> **PROBLEM DESCRIPTION**:
Can you copy the Swarm satellite article word for word from "A new study" to "at low latitudes."?

> **GIVEN PASSAGE**:
-- begin --

Artist’s representation of the signals from GPS satellites being interrupted when Swarm satellites fly into strong equatorial plasma irregularities.
Caption: Signals (yellow lines) from GPS satellites can get interrupted when lower-orbiting satellites like Swarm fly into strong equatorial plasma irregularities. The green line represents a sample in situ electron density profile measured by the Swarm satellites during one of these disruptions—note the high small-scale fluctuations. The two peaks are the major maxima of background electron density, with the minimum in between, representing the crests and the trough of the well-known ionospheric equatorial ionization anomaly.  The image is a modification of an artist’s representation of the Swarm satellites orbiting Earth. Credit: ESA/AOES Medialab
Source: Space Weather

The European Space Agency’s Swarm satellites were launched in 2013 to study Earth’s magnetic field; the spacecraft allow researchers to study both magnetic signals from inside the Earth and space weather in Earth’s ionosphere and magnetosphere. These three satellites, called Swarm A, B, and C, make precise measurements of the magnetic and electric fields around Earth while using eight-channel GPS receivers to keep close track of their locations and navigate their orbits.

Sometimes, however—usually in the evening hours—the Swarm satellites lose signal from one or more GPS satellites; once a Swarm satellite is tracking less than four GPS signals, its navigational system can suffer or even fail completely. Over the first 2 years of the Swarm mission, the three satellites have lost GPS signal on all eight receiver channels 166 times.

A new study by Xiong et al. connects these losses of GPS signal to equatorial plasma irregularities (EPIs), which occur when the electron density in the ionosphere’s F region undergoes large, rapid changes. EPIs mostly occur close to Earth’s magnetic equator, which might explain why the loss of GPS signal to Swarm satellites also occurred most frequently when the satellites were at low latitudes.

-- end --

> **ROWS**:
-- begin --

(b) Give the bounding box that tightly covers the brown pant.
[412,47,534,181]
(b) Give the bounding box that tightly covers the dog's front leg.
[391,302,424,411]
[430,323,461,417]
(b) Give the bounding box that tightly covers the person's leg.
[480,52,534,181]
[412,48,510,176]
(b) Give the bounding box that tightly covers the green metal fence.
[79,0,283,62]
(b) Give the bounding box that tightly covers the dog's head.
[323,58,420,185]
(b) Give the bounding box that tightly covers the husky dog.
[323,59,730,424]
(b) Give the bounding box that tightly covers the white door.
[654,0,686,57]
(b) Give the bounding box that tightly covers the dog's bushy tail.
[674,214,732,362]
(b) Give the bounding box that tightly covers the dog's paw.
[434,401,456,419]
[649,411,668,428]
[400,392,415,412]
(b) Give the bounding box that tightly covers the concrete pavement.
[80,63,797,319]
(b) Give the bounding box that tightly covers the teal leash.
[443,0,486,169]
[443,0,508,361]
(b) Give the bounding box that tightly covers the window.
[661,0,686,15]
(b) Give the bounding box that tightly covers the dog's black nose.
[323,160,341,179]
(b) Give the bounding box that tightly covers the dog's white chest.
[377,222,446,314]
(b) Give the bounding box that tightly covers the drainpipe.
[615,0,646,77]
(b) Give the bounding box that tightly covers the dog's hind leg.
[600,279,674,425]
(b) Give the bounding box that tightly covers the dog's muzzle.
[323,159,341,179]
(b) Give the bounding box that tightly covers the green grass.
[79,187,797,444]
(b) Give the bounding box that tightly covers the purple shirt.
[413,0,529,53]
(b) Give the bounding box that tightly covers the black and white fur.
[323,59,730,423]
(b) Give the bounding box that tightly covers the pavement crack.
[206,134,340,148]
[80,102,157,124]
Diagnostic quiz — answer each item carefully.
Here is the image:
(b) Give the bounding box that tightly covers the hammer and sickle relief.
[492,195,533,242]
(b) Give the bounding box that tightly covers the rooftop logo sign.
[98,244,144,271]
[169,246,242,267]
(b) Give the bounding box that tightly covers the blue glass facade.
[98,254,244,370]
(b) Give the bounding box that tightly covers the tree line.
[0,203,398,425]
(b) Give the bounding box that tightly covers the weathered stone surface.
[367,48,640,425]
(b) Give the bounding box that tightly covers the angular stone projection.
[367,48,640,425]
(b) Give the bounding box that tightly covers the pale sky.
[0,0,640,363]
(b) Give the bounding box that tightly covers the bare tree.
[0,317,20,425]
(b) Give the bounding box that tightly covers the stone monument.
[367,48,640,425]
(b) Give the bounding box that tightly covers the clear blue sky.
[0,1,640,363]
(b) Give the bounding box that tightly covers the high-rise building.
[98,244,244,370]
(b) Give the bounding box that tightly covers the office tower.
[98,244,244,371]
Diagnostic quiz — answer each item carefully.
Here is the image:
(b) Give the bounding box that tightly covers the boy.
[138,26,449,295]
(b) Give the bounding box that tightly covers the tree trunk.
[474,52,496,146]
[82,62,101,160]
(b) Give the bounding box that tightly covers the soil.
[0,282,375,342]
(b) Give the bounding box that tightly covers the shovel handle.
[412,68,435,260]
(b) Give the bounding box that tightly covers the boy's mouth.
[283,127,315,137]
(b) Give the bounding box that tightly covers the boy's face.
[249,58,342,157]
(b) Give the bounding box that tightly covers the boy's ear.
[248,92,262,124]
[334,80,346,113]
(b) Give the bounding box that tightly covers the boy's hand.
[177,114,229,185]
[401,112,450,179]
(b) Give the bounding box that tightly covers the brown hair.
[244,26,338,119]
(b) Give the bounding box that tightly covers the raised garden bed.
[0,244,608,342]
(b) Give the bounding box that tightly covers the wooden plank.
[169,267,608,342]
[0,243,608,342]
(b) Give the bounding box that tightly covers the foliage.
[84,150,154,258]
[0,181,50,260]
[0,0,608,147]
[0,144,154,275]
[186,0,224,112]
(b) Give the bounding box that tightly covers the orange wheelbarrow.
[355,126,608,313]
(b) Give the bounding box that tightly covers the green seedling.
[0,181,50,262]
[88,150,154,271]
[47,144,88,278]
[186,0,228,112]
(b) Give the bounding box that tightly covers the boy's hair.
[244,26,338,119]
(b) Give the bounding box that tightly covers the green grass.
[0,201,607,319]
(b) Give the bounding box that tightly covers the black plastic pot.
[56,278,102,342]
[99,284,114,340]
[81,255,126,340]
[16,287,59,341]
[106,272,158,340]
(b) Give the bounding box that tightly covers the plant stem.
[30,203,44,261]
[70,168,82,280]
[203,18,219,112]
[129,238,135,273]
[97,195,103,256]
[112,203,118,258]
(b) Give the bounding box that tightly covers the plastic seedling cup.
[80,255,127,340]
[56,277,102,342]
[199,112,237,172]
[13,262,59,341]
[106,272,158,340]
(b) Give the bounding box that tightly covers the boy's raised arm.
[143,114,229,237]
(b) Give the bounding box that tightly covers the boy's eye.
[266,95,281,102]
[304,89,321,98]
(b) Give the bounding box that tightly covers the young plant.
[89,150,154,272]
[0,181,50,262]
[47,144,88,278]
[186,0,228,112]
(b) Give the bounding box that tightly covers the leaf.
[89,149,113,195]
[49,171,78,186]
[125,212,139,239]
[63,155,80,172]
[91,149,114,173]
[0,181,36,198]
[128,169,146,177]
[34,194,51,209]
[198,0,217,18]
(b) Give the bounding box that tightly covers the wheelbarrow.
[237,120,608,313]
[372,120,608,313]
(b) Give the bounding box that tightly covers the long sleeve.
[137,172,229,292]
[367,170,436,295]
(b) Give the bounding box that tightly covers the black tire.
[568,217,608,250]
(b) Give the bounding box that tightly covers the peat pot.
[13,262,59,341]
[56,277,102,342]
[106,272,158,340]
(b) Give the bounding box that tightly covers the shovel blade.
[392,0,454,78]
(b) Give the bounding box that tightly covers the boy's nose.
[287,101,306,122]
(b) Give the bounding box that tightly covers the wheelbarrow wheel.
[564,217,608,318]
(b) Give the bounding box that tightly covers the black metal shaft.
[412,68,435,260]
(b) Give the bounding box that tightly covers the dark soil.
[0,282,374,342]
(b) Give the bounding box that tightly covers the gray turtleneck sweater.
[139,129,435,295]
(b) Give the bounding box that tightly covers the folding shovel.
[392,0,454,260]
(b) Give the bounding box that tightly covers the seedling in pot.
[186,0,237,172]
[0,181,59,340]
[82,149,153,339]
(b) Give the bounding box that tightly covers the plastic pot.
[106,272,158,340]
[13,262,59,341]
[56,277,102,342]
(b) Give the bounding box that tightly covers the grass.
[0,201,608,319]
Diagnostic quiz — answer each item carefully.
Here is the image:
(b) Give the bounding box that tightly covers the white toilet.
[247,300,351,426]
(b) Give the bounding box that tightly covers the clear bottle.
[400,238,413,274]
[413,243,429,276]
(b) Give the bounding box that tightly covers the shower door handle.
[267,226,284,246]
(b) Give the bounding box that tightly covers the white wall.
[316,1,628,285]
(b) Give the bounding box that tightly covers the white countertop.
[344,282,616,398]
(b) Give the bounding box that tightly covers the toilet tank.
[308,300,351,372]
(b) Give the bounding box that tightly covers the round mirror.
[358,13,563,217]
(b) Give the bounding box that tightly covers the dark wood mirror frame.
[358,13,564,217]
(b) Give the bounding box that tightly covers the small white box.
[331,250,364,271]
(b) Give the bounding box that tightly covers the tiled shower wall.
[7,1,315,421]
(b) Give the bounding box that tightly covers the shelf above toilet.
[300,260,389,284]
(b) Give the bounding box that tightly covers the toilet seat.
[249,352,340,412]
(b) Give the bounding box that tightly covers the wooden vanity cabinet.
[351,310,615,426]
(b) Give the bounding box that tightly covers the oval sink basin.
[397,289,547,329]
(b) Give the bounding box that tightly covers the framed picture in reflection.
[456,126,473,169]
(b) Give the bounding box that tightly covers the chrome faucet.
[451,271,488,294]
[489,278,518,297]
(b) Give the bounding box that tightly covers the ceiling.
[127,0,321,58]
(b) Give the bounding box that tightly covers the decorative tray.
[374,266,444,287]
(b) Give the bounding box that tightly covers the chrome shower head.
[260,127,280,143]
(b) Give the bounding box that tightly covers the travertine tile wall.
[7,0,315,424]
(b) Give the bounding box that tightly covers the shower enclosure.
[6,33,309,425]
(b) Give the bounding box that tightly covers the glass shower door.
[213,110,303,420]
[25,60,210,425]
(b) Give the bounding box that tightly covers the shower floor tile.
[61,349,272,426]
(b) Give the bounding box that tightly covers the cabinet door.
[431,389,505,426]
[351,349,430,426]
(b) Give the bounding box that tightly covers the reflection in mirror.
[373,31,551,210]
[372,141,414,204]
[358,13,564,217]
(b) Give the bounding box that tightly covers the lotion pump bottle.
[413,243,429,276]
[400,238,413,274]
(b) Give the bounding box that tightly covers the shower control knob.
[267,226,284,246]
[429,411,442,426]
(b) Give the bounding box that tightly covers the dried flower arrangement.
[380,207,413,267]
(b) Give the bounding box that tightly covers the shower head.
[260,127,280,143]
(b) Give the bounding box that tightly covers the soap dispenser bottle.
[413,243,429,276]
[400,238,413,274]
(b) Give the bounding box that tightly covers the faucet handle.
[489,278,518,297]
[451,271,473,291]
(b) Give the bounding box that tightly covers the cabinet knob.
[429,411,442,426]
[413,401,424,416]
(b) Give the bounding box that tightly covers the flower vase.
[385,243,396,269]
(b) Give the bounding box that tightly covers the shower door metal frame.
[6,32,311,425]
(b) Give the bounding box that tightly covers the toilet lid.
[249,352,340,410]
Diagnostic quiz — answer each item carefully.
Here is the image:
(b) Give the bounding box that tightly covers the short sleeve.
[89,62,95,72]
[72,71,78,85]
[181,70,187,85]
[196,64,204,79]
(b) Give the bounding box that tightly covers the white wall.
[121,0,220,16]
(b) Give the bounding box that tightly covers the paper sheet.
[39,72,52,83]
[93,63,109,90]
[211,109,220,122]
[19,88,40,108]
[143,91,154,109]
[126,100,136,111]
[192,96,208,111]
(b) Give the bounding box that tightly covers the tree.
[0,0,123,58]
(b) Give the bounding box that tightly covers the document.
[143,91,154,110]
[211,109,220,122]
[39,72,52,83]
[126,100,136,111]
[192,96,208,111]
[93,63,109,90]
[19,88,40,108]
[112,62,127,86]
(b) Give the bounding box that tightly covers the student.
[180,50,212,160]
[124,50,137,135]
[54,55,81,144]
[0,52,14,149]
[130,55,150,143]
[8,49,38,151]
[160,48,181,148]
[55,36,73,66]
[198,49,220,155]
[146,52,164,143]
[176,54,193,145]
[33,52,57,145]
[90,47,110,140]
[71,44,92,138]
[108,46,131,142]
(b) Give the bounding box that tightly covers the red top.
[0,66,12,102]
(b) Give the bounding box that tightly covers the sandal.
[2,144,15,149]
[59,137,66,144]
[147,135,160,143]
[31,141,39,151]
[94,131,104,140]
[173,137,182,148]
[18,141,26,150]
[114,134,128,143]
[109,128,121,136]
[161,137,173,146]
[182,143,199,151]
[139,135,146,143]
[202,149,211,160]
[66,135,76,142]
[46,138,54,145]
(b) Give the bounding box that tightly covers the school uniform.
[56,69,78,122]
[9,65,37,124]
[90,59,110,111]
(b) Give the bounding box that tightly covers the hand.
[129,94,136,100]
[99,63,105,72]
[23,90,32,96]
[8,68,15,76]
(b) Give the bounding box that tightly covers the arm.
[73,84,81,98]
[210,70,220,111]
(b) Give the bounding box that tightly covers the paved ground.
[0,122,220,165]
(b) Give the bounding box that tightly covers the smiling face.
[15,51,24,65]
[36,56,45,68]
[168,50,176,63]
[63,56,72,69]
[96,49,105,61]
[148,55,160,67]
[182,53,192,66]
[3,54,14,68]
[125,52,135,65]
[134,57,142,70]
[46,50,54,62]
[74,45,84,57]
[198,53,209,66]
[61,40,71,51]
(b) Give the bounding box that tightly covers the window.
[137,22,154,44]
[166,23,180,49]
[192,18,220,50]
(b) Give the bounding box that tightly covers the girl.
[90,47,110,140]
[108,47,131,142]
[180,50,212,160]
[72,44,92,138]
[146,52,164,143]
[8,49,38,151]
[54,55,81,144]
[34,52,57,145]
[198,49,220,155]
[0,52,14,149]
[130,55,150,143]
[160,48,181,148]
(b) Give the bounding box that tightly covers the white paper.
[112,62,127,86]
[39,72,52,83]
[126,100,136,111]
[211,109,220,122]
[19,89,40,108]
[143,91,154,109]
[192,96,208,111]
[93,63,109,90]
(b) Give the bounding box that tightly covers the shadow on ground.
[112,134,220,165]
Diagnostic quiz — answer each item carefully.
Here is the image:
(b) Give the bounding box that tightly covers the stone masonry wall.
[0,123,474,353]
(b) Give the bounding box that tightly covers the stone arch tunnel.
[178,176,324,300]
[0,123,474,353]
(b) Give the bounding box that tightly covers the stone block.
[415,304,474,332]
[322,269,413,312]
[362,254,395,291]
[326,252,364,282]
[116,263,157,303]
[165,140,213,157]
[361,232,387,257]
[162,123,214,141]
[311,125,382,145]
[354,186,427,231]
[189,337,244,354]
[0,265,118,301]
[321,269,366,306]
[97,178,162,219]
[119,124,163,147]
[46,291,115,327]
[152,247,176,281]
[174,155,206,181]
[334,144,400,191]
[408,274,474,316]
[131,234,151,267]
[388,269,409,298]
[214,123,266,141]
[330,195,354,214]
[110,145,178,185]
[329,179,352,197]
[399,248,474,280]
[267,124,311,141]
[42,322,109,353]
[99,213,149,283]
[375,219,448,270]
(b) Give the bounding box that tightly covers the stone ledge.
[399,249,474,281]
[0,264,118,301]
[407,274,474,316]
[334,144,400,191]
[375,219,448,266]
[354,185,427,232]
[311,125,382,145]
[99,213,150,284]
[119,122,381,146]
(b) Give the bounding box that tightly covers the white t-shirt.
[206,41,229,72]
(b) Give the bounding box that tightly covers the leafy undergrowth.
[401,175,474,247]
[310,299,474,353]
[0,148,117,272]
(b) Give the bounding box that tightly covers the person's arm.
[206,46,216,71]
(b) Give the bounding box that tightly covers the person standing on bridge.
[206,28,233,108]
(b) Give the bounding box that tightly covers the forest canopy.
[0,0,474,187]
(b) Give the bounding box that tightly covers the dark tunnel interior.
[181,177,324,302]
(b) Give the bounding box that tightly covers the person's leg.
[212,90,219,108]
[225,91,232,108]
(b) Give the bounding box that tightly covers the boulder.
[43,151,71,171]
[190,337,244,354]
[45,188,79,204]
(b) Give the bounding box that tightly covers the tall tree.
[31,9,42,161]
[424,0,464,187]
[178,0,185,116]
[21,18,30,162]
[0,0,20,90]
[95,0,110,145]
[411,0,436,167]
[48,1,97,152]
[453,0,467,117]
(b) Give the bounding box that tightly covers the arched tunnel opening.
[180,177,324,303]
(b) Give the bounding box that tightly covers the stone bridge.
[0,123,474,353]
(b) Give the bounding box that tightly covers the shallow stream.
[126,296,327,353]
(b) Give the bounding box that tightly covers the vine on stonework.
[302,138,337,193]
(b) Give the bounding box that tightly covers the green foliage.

-- end --

> **PROBLEM SOLUTION**:
A new study by Xiong et al. connects these losses of GPS signal to equatorial plasma irregularities (EPIs), which occur when the electron density in the ionosphere’s F region undergoes large, rapid changes. EPIs mostly occur close to Earth’s magnetic equator, which might explain why the loss of GPS signal to Swarm satellites also occurred most frequently when the satellites were at low latitudes.